Pick out every line of the items below that contains the word "target", and copy each of those lines.

─── Data supplied ───

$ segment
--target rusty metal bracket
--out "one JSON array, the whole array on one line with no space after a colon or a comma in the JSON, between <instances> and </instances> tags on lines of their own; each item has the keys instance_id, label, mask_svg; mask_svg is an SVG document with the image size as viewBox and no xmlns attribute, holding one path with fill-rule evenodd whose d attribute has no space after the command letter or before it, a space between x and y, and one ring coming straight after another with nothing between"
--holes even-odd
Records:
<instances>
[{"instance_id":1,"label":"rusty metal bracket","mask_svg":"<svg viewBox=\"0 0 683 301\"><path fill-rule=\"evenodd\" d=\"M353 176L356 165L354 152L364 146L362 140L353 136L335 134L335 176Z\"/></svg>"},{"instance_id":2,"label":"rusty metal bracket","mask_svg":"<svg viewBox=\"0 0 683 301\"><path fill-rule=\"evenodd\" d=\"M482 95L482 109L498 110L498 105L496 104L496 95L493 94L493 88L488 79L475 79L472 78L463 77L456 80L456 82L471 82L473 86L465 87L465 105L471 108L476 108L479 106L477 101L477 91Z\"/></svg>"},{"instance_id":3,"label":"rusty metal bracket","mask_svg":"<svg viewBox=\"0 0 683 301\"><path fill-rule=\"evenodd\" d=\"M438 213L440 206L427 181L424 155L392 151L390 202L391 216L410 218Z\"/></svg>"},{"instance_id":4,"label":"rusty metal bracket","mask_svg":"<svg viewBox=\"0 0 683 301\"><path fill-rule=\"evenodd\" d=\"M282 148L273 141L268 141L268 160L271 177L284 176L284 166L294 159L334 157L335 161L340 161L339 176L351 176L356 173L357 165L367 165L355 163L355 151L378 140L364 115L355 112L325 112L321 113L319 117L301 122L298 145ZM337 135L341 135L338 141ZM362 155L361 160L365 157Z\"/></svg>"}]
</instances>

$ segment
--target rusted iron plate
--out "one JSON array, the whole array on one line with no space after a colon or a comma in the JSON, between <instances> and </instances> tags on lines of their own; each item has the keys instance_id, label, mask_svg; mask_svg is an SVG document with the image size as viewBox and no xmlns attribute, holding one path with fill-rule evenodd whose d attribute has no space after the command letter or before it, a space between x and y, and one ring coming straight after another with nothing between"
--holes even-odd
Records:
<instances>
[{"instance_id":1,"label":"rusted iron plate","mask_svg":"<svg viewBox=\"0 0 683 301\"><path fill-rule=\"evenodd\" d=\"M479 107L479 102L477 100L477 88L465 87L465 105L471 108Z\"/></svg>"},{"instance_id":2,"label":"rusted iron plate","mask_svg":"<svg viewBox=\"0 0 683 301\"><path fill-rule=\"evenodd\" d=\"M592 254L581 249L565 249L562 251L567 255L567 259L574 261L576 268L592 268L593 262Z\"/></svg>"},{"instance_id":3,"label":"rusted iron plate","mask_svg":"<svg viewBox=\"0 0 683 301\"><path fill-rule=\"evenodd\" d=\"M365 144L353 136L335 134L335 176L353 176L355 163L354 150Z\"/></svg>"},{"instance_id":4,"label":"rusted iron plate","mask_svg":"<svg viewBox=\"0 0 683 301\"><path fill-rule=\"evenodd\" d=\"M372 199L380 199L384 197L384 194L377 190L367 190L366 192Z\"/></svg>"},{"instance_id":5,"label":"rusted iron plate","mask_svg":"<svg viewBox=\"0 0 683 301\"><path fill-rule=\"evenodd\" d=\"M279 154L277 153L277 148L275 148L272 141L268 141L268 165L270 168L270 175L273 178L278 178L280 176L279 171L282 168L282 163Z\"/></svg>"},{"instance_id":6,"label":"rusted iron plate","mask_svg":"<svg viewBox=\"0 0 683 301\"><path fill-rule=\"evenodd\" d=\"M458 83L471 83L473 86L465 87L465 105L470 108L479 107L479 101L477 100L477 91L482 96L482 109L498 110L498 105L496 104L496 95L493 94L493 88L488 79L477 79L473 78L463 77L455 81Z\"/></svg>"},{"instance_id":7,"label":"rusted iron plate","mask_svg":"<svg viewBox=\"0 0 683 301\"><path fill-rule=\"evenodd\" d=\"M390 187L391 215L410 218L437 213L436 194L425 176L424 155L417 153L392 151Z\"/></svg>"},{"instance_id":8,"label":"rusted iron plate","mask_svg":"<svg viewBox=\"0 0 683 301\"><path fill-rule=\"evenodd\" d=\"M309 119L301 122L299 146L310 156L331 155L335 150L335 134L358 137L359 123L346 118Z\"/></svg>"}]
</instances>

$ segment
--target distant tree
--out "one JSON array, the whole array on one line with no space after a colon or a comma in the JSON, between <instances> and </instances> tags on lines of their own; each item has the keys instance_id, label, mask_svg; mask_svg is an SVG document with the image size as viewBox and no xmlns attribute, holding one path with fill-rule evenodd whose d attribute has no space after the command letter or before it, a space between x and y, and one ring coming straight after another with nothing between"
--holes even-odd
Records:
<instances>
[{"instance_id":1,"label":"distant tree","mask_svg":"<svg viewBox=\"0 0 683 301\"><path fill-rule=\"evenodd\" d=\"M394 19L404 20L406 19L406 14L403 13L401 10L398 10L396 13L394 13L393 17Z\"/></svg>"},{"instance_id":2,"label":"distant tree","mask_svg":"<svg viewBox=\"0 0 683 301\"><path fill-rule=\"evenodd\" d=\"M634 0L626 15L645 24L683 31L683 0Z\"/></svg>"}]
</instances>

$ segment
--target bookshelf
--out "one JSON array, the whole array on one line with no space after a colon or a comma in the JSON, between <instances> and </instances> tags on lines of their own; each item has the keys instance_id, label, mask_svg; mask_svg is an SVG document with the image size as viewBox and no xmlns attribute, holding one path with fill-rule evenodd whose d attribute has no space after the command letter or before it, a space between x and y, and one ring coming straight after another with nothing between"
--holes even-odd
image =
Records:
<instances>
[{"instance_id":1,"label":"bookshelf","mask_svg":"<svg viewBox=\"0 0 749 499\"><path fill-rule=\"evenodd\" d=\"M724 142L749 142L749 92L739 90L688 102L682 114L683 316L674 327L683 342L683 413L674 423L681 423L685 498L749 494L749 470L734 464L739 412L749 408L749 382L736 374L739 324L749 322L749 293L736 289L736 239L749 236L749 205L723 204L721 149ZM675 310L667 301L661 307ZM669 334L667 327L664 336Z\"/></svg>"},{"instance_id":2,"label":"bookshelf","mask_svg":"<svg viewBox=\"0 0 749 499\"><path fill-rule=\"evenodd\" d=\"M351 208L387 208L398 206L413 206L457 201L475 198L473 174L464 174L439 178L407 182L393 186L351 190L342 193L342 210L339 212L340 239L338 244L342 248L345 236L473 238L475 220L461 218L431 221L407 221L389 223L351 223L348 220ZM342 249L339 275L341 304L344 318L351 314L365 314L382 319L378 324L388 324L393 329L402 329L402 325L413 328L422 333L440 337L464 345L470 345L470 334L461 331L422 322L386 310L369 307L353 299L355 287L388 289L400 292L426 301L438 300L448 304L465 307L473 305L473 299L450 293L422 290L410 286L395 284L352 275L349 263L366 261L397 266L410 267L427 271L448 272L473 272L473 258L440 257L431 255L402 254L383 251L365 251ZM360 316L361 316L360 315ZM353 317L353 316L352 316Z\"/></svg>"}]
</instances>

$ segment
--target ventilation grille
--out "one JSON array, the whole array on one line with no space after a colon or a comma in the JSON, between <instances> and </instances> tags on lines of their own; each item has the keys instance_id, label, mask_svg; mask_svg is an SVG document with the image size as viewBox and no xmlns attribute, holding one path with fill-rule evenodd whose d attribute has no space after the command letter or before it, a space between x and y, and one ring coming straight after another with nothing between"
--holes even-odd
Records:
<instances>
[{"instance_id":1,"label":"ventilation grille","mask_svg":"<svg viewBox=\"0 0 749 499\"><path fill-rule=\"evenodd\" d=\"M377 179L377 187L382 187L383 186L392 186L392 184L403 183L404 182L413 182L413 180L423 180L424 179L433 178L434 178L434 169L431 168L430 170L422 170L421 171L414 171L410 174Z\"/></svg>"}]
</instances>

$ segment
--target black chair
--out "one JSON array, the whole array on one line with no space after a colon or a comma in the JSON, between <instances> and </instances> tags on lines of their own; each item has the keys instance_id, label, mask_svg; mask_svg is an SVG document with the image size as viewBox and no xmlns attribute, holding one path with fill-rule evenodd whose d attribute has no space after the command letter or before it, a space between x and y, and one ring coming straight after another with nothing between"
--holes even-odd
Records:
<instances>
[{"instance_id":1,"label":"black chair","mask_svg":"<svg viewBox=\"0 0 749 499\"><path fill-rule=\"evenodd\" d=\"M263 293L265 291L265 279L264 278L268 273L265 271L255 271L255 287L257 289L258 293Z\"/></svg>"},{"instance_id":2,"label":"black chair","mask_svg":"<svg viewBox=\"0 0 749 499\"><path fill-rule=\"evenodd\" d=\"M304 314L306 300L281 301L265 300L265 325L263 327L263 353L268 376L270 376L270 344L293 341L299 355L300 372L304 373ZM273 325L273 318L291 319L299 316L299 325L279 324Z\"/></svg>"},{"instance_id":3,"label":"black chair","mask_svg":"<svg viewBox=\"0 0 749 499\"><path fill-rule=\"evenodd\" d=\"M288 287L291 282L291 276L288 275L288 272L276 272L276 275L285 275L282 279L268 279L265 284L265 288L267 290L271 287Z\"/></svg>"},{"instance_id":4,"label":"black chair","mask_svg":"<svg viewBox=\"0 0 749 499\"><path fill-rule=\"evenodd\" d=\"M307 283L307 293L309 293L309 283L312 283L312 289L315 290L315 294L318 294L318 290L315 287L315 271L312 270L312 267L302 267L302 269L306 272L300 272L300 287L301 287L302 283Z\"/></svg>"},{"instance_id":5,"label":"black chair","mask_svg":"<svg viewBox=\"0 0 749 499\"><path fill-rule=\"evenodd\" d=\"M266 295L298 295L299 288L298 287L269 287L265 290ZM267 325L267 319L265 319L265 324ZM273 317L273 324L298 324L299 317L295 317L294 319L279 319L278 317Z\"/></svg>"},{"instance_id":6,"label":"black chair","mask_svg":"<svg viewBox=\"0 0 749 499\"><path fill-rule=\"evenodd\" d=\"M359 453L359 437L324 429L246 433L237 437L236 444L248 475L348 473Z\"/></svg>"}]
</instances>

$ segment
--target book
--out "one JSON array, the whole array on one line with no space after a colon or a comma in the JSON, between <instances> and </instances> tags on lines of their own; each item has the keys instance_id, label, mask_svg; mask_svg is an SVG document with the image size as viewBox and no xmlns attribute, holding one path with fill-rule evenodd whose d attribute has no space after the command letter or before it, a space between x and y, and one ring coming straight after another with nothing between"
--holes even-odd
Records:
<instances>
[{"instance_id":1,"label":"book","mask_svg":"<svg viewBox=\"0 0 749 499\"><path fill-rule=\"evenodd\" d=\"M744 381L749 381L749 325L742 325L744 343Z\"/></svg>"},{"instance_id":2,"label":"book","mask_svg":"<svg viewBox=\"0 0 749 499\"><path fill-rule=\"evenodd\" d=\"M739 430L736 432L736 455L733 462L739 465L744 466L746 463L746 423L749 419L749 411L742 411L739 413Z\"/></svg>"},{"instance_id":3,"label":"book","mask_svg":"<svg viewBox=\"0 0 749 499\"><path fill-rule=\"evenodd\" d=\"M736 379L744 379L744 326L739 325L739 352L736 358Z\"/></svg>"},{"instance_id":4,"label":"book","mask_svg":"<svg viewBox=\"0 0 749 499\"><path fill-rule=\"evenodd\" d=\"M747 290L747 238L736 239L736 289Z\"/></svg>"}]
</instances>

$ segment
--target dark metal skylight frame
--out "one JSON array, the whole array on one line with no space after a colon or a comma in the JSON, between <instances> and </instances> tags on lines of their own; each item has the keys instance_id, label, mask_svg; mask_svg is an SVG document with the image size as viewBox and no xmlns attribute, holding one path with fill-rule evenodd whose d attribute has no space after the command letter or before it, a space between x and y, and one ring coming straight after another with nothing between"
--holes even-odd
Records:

───

- [Response to the task]
--target rusty metal bracket
--target rusted iron plate
--target distant tree
--target bookshelf
--target ventilation grille
--target black chair
--target book
--target dark metal skylight frame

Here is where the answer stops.